From the listing below, retype exactly the line holding "box: [0, 209, 494, 300]", the line holding "rough mask: <svg", and the lines between them; skip everything else.

##### Input data

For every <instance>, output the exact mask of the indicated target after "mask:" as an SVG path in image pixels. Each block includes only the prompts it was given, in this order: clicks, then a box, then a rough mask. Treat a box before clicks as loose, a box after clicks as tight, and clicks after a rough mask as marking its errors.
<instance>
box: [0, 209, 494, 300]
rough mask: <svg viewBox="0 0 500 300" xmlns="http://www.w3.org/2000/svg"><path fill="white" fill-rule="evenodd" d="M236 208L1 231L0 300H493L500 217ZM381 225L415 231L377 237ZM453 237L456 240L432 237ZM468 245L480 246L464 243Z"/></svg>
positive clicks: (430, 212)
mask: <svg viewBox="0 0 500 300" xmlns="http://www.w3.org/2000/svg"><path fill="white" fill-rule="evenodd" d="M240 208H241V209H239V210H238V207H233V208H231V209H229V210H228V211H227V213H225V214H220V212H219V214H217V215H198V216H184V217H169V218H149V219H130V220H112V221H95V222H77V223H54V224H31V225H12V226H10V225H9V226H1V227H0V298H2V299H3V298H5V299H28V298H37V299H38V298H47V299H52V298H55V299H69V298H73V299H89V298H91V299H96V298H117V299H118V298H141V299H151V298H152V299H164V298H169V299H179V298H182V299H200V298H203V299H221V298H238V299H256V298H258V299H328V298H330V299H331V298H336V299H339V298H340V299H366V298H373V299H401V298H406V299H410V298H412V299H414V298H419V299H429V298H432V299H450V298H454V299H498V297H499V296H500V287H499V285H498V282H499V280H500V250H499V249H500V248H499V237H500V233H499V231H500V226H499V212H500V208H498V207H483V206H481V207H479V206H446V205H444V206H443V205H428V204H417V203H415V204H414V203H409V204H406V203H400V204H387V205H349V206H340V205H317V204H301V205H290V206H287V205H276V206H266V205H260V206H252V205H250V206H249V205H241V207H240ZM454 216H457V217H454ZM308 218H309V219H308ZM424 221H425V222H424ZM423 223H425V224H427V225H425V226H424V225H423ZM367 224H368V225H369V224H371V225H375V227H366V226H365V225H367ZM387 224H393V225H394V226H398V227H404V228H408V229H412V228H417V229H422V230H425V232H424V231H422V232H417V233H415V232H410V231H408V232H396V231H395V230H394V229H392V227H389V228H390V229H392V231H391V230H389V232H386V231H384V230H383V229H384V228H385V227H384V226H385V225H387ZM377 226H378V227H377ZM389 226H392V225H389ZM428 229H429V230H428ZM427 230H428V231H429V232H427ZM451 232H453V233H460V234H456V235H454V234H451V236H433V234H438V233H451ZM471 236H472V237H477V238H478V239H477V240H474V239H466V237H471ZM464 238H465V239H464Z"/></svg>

##########

» Exercise output
box: [0, 209, 494, 300]
rough mask: <svg viewBox="0 0 500 300" xmlns="http://www.w3.org/2000/svg"><path fill="white" fill-rule="evenodd" d="M236 208L1 231L0 300H493L500 217ZM381 225L415 231L377 237ZM453 237L456 240L432 237ZM468 245L480 246L464 243Z"/></svg>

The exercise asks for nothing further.